[A run of records]
^^^^^^^^^^^^^^^^
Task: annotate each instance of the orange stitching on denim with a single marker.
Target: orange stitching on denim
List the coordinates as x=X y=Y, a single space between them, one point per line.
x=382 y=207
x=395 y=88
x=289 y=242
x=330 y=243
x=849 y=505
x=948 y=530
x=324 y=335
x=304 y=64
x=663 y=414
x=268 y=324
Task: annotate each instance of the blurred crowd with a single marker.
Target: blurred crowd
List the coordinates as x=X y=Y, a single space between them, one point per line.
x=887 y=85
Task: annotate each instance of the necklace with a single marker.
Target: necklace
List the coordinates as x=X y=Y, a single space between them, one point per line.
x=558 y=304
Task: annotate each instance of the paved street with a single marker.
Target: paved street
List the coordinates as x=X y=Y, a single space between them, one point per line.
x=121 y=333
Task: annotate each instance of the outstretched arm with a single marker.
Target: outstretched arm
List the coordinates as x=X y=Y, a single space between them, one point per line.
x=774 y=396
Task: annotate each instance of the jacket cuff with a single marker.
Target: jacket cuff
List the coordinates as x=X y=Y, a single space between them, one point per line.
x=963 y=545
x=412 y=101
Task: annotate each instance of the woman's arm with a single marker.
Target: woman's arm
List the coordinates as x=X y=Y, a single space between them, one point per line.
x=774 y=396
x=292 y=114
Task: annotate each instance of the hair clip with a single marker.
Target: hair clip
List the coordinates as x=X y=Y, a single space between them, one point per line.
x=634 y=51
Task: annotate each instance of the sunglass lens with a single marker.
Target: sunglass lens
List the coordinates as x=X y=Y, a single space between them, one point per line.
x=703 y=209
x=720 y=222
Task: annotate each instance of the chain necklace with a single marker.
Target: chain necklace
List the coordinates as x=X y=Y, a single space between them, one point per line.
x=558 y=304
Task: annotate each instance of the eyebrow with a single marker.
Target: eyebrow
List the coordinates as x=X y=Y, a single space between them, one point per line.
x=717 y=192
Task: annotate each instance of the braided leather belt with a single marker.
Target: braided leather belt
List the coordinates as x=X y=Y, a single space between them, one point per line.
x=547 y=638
^^^^^^^^^^^^^^^^
▶ THE EXERCISE: Replace "braided leather belt" with "woven leather belt" in the records, starting at the line that contains "Task: annotate each instance of the braided" and ending at the last line, and write out those lines again with everything else unchanged.

▶ TASK RESULT:
Task: annotate each instance of the woven leather belt with a single marker.
Target: woven leather belt
List the coordinates as x=X y=Y, a single space between them, one point per line.
x=547 y=638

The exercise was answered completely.